EXERCISES —
#1 In the dipole text, how far apart are dipole A and dipole B?
#2 List every step of the plan proposed in the dipole text.

TEXT SHOWN —
>>

Suppose I have dipole A that is intended to operate at 10 MHz and dipole B
that is intended to operate at 20 MHz. Each has a simple voltage source at
the center. The two dipoles are separated by a distance of, say, 100 meters
such that mutual coupling is not a factor. Now further suppose that I want
to know the total electric field strength at some arbitrary point C, perhaps
midway between A and B, when both A and B are transmitting at the same time
on their respective frequencies. I'd also like to know the current that is
induced on a wire of arbitrary length and orientation, located in the
vicinity of C.
My thoughts are to:
1. Include all the A, B, and C wires in one set of GW cards.
2. Keep the source on dipole A but temporarily eliminate the source on
dipole B, run NEC at 10 MHz, save the results.
3. Eliminate the A source, restore the B source, change the frequency to 20
MHz, run and save the results.

<<

SUPPLIED DATA —

>>

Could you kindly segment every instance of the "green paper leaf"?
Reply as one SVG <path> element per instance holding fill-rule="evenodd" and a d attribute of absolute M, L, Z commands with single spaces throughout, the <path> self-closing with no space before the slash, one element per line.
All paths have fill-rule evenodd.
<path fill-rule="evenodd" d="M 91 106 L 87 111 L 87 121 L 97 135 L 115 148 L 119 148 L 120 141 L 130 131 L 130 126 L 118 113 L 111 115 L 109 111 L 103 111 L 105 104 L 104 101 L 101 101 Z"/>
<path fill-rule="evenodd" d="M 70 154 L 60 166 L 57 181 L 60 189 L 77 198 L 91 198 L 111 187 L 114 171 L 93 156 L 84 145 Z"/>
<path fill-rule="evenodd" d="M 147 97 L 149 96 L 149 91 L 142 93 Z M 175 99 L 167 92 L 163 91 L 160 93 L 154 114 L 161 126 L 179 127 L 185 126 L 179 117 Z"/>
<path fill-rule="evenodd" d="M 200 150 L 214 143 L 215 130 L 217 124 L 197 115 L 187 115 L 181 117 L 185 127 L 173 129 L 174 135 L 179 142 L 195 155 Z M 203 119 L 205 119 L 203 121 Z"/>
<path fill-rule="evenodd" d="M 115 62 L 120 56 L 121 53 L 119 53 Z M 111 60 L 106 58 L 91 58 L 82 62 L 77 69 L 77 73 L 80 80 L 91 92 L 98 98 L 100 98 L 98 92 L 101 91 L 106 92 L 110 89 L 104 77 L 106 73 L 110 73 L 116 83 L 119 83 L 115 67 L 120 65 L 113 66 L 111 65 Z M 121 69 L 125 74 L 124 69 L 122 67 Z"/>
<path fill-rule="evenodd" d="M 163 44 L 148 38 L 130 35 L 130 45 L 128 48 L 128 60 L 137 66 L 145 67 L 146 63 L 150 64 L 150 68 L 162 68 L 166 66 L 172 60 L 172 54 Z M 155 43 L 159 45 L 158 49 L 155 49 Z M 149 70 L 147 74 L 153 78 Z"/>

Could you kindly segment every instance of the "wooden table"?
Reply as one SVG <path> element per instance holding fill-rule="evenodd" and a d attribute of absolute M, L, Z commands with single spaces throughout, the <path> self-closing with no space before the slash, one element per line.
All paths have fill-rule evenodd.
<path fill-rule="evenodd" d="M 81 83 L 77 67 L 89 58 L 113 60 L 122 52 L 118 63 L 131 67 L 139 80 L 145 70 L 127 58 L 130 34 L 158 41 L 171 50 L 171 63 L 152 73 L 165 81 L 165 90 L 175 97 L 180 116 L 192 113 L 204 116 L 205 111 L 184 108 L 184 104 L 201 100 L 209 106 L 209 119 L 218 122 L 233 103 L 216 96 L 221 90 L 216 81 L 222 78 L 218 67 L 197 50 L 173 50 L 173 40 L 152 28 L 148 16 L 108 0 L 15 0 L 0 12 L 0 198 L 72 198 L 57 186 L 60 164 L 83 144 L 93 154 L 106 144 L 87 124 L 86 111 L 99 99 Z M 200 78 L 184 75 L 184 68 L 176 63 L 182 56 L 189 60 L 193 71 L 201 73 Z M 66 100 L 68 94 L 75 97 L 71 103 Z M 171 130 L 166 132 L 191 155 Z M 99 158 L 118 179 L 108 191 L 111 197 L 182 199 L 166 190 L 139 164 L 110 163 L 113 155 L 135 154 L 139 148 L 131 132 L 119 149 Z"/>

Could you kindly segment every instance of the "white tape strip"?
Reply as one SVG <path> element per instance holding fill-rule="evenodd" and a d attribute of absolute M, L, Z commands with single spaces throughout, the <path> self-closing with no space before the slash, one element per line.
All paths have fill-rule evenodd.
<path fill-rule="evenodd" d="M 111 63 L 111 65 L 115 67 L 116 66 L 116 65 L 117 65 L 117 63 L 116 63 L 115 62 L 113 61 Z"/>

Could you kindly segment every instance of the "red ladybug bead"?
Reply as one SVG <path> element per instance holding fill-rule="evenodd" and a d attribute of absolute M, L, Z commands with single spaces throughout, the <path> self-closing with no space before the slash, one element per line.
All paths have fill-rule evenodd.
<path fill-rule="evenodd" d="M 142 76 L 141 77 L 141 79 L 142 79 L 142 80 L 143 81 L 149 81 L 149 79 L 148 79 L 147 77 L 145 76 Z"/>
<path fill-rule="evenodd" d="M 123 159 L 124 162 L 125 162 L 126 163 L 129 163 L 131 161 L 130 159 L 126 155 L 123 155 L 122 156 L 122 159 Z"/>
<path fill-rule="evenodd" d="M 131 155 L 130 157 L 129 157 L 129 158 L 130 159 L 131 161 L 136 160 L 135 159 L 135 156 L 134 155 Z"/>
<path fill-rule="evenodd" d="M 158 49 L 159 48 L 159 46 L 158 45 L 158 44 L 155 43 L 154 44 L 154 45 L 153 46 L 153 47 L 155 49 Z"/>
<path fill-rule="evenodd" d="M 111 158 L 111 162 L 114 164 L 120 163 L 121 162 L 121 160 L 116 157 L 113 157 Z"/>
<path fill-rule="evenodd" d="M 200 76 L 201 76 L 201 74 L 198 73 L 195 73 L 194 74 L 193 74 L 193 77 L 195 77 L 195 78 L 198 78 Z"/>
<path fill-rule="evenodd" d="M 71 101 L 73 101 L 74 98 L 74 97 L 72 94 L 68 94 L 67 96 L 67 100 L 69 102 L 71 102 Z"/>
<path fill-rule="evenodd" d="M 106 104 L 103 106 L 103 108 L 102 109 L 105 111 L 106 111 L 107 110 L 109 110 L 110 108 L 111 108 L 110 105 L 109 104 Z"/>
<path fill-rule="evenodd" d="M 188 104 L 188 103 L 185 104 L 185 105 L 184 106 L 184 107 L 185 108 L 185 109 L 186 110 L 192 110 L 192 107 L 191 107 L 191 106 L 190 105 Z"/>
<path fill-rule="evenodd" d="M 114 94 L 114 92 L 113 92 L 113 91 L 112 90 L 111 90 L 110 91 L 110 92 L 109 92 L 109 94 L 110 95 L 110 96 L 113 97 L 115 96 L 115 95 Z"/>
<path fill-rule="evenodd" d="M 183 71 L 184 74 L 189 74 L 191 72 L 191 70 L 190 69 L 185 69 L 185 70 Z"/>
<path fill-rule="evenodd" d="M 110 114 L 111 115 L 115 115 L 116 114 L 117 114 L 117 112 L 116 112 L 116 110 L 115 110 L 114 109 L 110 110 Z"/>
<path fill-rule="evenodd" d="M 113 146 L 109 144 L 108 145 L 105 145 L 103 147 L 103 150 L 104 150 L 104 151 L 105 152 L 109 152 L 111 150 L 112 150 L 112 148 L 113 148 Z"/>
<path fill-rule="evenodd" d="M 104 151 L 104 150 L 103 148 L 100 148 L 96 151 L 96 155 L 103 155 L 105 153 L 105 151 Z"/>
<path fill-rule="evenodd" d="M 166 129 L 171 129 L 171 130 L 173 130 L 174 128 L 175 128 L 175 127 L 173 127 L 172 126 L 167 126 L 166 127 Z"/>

<<

RESPONSES BY TASK —
#1 100 meters.

#2
- Include all the A, B, and C wires in one set of GW cards.
- Keep the source on dipole A but temporarily eliminate the source on dipole B, run NEC at 10 MHz, and save the results.
- Eliminate the A source, restore the B source, change the frequency to 20 MHz, run, and save the results.